Saved data entries:

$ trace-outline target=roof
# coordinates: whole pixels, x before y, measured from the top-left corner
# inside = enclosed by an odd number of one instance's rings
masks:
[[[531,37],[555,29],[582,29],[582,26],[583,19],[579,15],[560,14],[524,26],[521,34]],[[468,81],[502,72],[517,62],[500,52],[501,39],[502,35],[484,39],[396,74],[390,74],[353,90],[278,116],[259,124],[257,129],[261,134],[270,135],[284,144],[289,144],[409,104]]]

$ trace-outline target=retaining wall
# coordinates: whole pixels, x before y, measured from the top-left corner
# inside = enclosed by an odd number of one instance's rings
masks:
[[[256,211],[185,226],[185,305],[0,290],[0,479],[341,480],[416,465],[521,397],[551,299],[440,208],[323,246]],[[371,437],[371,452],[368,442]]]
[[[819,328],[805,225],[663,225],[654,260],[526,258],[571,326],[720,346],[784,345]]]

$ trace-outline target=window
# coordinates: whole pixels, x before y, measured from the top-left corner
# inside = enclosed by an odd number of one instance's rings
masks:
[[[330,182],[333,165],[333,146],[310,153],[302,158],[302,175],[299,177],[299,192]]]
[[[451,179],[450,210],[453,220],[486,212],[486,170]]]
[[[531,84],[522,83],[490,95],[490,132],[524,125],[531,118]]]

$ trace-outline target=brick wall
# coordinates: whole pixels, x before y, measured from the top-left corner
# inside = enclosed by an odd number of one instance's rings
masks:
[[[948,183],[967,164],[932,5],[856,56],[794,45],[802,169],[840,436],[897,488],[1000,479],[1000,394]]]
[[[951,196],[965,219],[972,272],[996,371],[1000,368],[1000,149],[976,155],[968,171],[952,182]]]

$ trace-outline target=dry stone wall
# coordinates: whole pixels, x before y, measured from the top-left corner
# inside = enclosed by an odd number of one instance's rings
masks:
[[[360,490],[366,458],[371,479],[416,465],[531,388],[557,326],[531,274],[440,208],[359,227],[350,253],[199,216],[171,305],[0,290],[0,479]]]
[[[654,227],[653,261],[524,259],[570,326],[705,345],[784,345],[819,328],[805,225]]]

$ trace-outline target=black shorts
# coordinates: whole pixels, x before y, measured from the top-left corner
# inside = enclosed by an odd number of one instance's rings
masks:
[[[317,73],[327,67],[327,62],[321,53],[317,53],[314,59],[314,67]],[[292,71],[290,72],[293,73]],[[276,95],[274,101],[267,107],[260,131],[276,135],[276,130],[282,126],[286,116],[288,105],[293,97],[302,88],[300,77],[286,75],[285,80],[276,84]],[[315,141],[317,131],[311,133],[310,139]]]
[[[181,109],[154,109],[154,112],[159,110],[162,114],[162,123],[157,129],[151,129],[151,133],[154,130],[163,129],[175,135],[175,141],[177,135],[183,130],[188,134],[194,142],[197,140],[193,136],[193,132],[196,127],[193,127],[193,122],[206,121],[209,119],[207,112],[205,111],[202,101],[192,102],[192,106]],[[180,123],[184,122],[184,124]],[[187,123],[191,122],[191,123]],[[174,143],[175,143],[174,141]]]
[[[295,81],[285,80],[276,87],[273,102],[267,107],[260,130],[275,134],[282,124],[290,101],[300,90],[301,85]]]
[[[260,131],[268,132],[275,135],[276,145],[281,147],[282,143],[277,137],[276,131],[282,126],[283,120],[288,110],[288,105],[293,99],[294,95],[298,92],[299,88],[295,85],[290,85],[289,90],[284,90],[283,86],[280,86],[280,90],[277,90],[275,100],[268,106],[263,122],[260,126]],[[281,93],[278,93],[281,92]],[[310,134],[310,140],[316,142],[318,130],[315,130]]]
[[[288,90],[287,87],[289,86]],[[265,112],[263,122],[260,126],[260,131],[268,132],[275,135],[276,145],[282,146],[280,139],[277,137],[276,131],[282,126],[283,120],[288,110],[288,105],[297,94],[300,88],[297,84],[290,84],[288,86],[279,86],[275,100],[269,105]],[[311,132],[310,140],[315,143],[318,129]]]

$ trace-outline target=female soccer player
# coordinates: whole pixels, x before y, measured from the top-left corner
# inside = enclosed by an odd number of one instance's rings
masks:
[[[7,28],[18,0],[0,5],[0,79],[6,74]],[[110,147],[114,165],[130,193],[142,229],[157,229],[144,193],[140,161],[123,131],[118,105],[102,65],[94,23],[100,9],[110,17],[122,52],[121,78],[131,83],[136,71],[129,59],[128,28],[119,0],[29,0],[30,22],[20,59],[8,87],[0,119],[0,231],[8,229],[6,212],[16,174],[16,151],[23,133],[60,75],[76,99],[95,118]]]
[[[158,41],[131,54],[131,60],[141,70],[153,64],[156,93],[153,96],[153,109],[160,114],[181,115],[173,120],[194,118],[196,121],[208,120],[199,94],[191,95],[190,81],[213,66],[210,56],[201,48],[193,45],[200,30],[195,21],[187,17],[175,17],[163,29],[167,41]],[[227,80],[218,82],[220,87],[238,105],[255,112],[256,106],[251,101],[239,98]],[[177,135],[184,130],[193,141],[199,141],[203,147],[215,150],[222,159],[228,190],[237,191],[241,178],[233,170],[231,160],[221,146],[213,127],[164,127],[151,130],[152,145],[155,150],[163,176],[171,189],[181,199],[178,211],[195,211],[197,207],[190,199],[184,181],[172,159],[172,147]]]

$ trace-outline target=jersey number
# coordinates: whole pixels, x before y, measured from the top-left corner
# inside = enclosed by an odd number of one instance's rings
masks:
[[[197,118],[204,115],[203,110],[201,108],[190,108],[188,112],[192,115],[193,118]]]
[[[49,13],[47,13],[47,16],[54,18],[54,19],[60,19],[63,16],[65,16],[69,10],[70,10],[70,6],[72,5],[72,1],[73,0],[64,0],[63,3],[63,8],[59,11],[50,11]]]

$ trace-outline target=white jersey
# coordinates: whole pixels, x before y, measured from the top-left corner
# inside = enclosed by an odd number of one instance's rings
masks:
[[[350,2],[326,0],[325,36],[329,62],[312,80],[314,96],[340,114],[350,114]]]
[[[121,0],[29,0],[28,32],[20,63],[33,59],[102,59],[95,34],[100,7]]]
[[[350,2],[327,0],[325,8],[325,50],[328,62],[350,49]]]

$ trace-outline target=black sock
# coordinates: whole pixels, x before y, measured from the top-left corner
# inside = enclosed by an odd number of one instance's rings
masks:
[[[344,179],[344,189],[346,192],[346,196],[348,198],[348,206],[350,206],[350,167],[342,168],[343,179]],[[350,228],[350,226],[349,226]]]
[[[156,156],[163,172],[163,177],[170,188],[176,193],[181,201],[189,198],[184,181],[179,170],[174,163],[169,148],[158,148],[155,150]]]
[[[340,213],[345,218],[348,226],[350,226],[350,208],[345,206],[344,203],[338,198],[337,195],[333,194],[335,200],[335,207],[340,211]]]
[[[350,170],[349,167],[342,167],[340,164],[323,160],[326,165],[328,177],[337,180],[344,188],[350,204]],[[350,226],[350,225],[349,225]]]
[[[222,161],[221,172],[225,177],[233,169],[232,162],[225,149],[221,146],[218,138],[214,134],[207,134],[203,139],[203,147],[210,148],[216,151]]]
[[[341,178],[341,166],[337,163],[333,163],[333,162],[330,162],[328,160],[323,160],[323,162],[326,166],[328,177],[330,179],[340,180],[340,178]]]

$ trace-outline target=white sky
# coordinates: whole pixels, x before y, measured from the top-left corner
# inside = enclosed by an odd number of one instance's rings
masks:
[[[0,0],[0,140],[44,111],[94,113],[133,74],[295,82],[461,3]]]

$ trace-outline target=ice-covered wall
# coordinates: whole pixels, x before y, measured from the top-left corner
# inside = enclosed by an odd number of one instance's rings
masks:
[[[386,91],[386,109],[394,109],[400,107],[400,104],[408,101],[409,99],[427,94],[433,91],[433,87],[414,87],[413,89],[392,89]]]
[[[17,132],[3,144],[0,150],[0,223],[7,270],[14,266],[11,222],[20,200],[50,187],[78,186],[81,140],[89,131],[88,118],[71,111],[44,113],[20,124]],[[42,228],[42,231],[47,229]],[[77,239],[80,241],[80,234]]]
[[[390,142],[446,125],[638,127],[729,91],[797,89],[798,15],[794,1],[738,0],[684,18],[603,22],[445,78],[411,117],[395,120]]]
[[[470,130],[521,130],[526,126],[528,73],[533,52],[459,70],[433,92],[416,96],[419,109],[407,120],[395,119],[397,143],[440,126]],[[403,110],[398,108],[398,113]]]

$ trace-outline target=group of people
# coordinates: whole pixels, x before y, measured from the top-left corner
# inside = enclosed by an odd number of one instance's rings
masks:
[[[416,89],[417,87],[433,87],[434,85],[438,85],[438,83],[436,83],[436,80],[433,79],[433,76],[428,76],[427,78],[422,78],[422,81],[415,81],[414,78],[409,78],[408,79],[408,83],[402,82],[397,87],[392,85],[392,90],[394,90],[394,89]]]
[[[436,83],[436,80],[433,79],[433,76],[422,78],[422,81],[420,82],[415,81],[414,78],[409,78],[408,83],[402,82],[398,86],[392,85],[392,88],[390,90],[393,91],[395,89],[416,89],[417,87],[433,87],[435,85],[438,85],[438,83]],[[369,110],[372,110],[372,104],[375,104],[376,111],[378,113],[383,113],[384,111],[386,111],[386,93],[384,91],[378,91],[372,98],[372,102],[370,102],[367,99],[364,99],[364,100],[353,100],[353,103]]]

§ Task instructions
Exactly the lines from the one containing "target=group of people" through the end of the entries above must be output, and no others.

§ Your response
$ trace-outline target=group of people
# coordinates: whole pixels, x before y, measured from the top-left corner
# inside = enclosed by an odd number of one instance's rings
masks:
[[[416,89],[417,87],[433,87],[434,85],[438,85],[438,83],[436,83],[436,80],[433,79],[433,76],[428,76],[427,78],[422,78],[422,81],[415,81],[414,78],[409,78],[408,79],[408,83],[402,82],[397,87],[392,85],[392,90],[394,90],[394,89]]]
[[[436,83],[436,80],[433,79],[433,76],[422,78],[422,81],[420,82],[415,81],[414,78],[409,78],[408,83],[402,82],[398,86],[392,85],[392,88],[390,90],[393,91],[395,89],[416,89],[417,87],[433,87],[435,85],[438,85],[438,83]],[[369,110],[372,110],[372,104],[375,104],[376,111],[378,113],[383,113],[384,111],[386,111],[386,93],[384,91],[378,91],[372,98],[372,102],[370,102],[367,99],[364,99],[364,100],[353,100],[353,103]]]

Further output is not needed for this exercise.